> _Problem description_: Return every one of the following lines word for word, leaving the pictures out of your answer.

[Raw lines]
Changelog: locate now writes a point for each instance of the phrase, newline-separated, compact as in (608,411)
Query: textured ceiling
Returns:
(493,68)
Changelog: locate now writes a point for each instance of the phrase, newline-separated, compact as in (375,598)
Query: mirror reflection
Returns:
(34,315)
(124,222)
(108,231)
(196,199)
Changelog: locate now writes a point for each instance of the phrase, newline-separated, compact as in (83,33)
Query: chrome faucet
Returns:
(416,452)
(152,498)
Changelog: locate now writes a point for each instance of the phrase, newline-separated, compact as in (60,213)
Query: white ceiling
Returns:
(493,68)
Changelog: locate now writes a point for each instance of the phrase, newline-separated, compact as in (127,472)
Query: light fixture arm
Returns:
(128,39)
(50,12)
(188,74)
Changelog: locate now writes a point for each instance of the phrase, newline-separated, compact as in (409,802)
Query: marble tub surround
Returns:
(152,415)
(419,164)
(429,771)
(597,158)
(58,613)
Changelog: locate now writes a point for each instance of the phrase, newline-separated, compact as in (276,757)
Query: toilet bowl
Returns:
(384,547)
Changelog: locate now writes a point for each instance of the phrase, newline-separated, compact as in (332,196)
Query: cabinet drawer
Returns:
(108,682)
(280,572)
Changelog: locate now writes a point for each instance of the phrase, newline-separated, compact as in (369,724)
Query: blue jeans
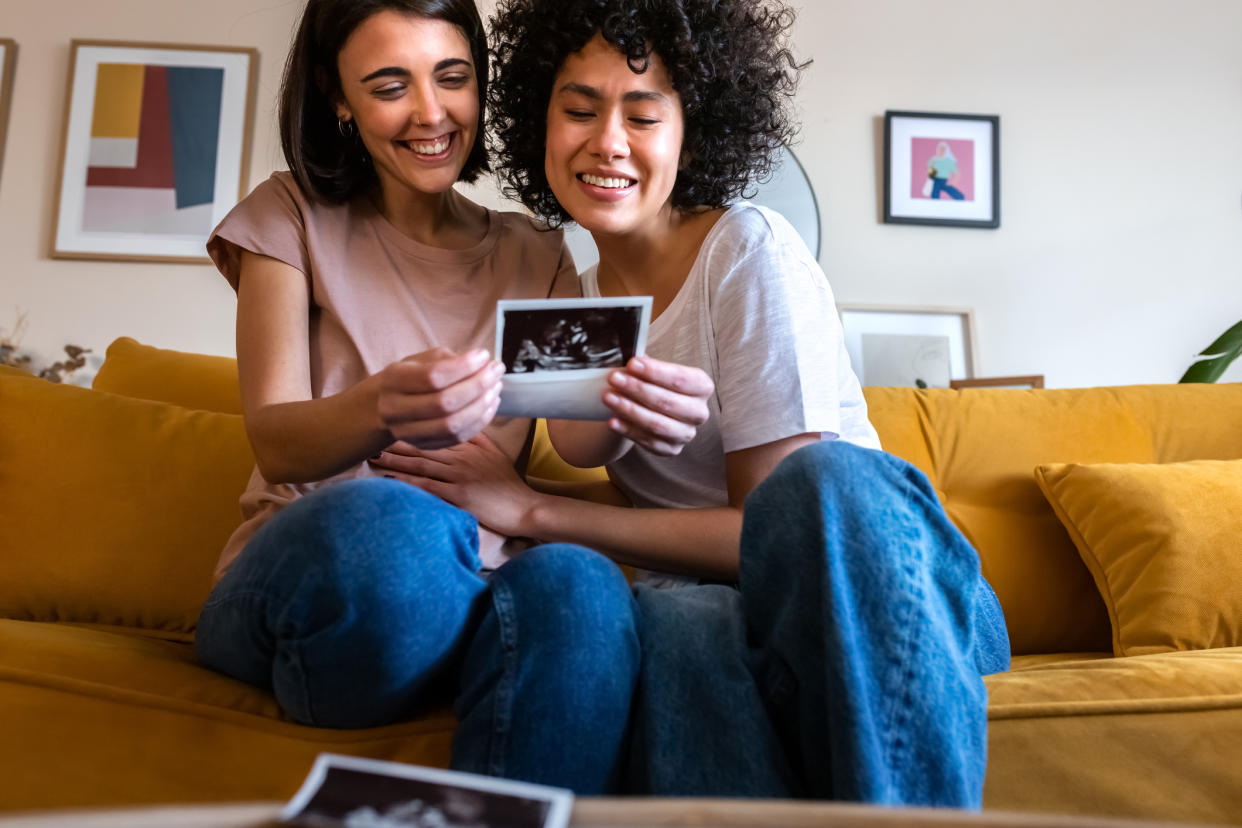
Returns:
(846,666)
(942,185)
(358,606)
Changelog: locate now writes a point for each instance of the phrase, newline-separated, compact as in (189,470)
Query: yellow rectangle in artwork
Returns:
(118,101)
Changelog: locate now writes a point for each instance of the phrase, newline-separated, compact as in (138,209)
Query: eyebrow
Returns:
(399,72)
(629,97)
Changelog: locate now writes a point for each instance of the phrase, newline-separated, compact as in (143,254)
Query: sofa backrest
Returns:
(112,509)
(980,447)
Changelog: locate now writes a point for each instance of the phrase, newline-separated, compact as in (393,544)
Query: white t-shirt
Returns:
(756,314)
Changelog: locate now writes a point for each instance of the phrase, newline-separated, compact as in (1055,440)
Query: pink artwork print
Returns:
(951,165)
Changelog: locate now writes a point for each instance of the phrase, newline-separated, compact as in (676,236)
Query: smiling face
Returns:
(409,86)
(614,140)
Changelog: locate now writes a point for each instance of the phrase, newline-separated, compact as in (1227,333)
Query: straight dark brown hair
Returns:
(335,166)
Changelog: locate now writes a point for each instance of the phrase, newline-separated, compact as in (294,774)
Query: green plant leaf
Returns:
(1216,358)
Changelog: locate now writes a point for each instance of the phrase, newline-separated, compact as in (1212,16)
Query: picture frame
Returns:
(903,345)
(8,66)
(154,149)
(942,169)
(559,353)
(1026,382)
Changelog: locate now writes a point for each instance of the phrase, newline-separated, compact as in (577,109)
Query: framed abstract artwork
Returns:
(8,62)
(155,148)
(904,346)
(942,169)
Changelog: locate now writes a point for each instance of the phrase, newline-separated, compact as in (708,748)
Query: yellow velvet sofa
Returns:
(114,503)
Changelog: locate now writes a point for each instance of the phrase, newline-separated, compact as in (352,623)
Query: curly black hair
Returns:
(728,60)
(327,160)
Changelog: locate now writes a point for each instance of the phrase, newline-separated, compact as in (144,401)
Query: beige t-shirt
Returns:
(376,297)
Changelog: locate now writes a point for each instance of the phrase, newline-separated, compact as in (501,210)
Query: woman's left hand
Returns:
(475,476)
(658,405)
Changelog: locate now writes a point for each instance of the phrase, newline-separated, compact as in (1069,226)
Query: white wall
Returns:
(1120,248)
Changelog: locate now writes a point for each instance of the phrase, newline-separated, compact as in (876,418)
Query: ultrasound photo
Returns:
(558,353)
(568,338)
(350,792)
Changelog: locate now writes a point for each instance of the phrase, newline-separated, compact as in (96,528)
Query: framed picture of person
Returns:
(942,169)
(8,62)
(155,148)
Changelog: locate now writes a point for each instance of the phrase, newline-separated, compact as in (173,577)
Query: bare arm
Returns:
(693,541)
(431,399)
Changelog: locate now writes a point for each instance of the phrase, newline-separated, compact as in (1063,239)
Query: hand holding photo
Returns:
(558,353)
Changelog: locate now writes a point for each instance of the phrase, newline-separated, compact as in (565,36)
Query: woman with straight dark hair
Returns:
(367,293)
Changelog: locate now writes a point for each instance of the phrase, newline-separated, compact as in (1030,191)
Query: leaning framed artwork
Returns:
(154,150)
(8,63)
(942,169)
(909,346)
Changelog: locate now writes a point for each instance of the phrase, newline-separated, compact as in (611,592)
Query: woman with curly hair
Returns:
(830,626)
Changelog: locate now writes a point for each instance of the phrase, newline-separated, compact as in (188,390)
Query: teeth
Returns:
(435,149)
(609,184)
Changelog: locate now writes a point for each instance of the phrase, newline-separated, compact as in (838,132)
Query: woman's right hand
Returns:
(437,397)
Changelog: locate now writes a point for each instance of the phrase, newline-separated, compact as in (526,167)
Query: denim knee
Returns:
(569,586)
(348,602)
(358,536)
(845,469)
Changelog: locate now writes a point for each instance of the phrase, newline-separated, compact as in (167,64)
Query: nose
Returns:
(425,107)
(609,139)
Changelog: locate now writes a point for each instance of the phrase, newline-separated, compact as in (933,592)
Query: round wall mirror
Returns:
(789,193)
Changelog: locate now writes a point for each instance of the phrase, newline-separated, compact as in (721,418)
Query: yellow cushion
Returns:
(189,380)
(112,510)
(1161,543)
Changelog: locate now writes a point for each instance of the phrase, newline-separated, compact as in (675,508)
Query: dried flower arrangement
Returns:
(11,356)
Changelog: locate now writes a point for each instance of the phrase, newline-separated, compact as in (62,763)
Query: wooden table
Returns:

> _Expected answer_:
Changelog: locate now writes a point for each instance of the phrase, newline-separated, compact as in (608,411)
Query: textured ceiling
Returns:
(493,68)
Changelog: locate now writes a point for each instance of the phrase, newline-separated, compact as in (375,598)
Query: mirror reflection
Returns:
(34,315)
(124,222)
(108,231)
(196,199)
Changelog: locate now writes a point for each instance of the phrase, newline-separated, compact as in (83,33)
Query: chrome faucet
Returns:
(416,452)
(152,498)
Changelog: locate now writes a point for each instance of the phrase, newline-separated, compact as in (60,213)
Query: white ceiling
Returns:
(493,68)
Changelog: locate now writes a point for each instance of the phrase, newline-separated, compact as in (127,472)
Query: light fixture arm
Returns:
(128,39)
(50,12)
(188,74)
Changelog: locate now writes a point for each instance of the phrase, newline-separated, compact as in (409,802)
Query: marble tub surround
Returns:
(152,415)
(419,164)
(429,771)
(597,158)
(58,613)
Changelog: locate now writes a point for each instance of the phrase, newline-separated, compact as in (276,757)
Query: toilet bowl
Returns:
(384,547)
Changelog: locate now writes a point for each instance of the phrase, newline-separated, compact as in (332,196)
Query: cabinet drawer
Returns:
(108,682)
(280,572)
Changelog: locate now writes a point for each instance of the phrase, newline-separated, compact as in (369,724)
Query: blue jeans
Returns:
(846,666)
(942,185)
(358,606)
Changelog: locate now writes a point for each instance of the phrase, newline-separated, compact as in (189,470)
Query: yellow rectangle in artwork
Returns:
(118,101)
Changelog: locate now writes a point for each instance of the phrase, newline-separated, compact as in (138,209)
Query: eyebrow
Returns:
(399,72)
(629,97)
Changelog: locate now writes a point for each instance of the phrase, newline-separated, compact as in (143,254)
Query: sofa backrest
Returns:
(112,509)
(980,447)
Changelog: locate now writes a point for each instance of the phrase, newline-separated, compact as in (393,544)
Query: white t-shirt
Returns:
(756,314)
Changelog: locate now writes a point for each instance of the phrase, newline-separated, compact as in (1055,440)
Query: pink artwork print
Returns:
(951,165)
Changelog: locate now writes a point for each instance of the phrase, newline-separated, compact as in (676,236)
Query: smiling face
Returns:
(409,86)
(614,140)
Changelog: locate now writes a point for each instance of the phrase, newline-separated, compact as in (1227,333)
Query: straight dark brown hair
Returns:
(335,166)
Changelog: locate now writes a point for each instance of the phrase, newline-separated, compact as in (294,774)
Query: green plant leaf
Returns:
(1216,358)
Changelog: locate now writes a point for each instance of the phrase, newline-separated, compact as in (1212,16)
Query: picture frame
Returns:
(903,345)
(8,66)
(154,149)
(942,169)
(559,353)
(1026,382)
Changelog: locate now writes a point for each instance of the phrase, newline-separated, compact as in (577,109)
Query: framed abstract artwork
Returns:
(8,62)
(155,148)
(904,346)
(942,169)
Changelog: locate now writes a point for each instance of the phrase, newline-separated, compact as in (708,748)
Query: yellow velvet sofa
Returns:
(114,503)
Changelog: locate now writes a point for each instance of the phrase, newline-separated, compact as in (352,623)
Query: curly black hair
Returns:
(728,60)
(327,160)
Changelog: locate now writes a point for each instance of the phrase, newline-separated, compact as in (144,401)
Query: beige t-shirt
Returns:
(376,297)
Changelog: locate now writes a point for each instance of the phrase, newline-separated, compact as in (501,210)
Query: woman's left hand
Returns:
(475,476)
(658,405)
Changelog: locate now writes a point for each instance of the phrase, newline-separated, compact as in (1069,226)
Query: white wall
Returns:
(1120,248)
Changelog: locate now writes a point for each instance of the phrase, newline-separated, compact as in (876,418)
Query: ultrasound photo
Returns:
(558,353)
(568,338)
(350,792)
Changelog: locate now writes a point for each instance of the phrase, newline-separated, compact as in (96,528)
Query: framed picture of person
Returns:
(942,169)
(8,62)
(155,148)
Changelog: locate now writes a point for each instance of the phrase, newline-separated, compact as in (173,577)
Query: bare arm
Returns:
(693,541)
(431,399)
Changelog: locate now writes a point for each instance of the phrase, newline-separated, compact as in (1063,239)
Query: hand holding photo
Returns:
(558,353)
Changelog: locate now writes a point for each instance of the phrase, newline-separated, compact as in (565,36)
Query: woman with straight dark hair
Returns:
(367,293)
Changelog: locate now writes a point for each instance of the phrase, newline-separated, compact as in (1030,191)
Query: leaning framed artwork
Returns:
(154,150)
(8,63)
(942,169)
(909,346)
Changelog: locate now writes a point for each instance of the phrase, newline-separated, compact as in (611,592)
Query: woman with curly hair
Returns:
(830,626)
Changelog: locate now writes a point for each instance of the phrase, newline-separated, compact as in (188,390)
Query: teeth
Returns:
(435,149)
(609,184)
Changelog: locate now writes a point for each instance of the phrase, newline-separated, compact as in (838,132)
Query: woman's right hand
Returns:
(437,397)
Changelog: locate now writes a point for each instance of the phrase, newline-separated, compact as in (526,167)
Query: denim knee
Returns:
(569,586)
(348,602)
(358,536)
(845,469)
Changelog: locate now writes a point for each instance of the phrase, newline-separated, compact as in (167,64)
Query: nose
Returns:
(425,107)
(609,139)
Changelog: locate now writes a point for each instance of the phrase, newline-separated, compact as in (933,592)
Query: round wall mirror
Returns:
(789,193)
Changelog: locate now writes a point for each instance of the phrase, newline-separated, compact as in (721,418)
Query: yellow cushion
Returns:
(189,380)
(112,510)
(1161,543)
Changelog: locate now writes a point for each instance of the phrase, newline-separated, compact as in (675,508)
Query: dried flower arrangement
Returns:
(11,356)
Changelog: locate now writes a point for each instance of the phrase, newline-separated, compact as in (62,763)
Query: wooden table
Returns:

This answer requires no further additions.